## [Текст отрывка]
_ _ _ _ _

— Аверичева?! Здравствуй! Неужели ты к нам? — и представился: —Ефрейтор Никифоров!
Откуда-то из-под плащ-палаток и шинелей выскакивает толстый щенок. С веселым лаем он мчится вдоль нар и мохнатым черным комочком с визгом бросается мне под ноги. «Букет, Букет! Ты что, с ума сошел? Ко мне!» — гремит густой бас. В дальнем углу поднимается человек с рыжей копной кудрявых волос. Он приближается ко мне. Вижу: капитан. Догадываюсь: командир роты автоматчиков капитан Печенежский. Капитан пригладил свои рыжие кудри и громко сказал:
— Товарищи, к нам пополнение, разведчица Софья Аверичева!
Автоматчики проснулись, многие сползают с нар. Высокий, пожилой человек, приветливо улыбаясь, по-отечески жмет руку:
— Старший лейтенант Петров! — представляется он. — Мы вам рады. К докукинцам у нас в роте относятся с большим уважением. По-моему, вы член партии? Добро! Парторг Хакимов, принимай пополнение!
Букет вьется около бойцов, жалобно тявкает. «Проголодался, бедняга! — говорит Печенежский и берет щенка на руки. — Никифорыч, как там у тебя с обедом?» — «Полный порядок, товарищ капитан! Разрешите приступить к раздаче?»

_ _ _ _ _

## [Исходные данные]
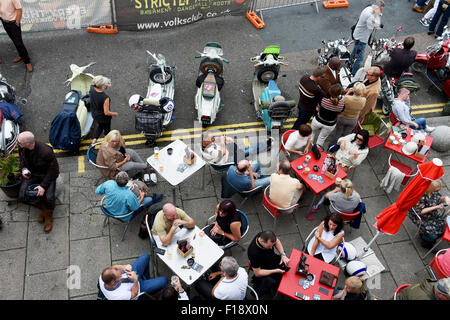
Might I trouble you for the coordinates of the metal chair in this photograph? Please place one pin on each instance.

_ _ _ _ _

## [Задание]
Назовите кличку щенка, который в отрывке выскакивает из-под плащ-палаток и шинелей. Для ответа опирайтесь только на отрывок.

## [Ответ]
Букет.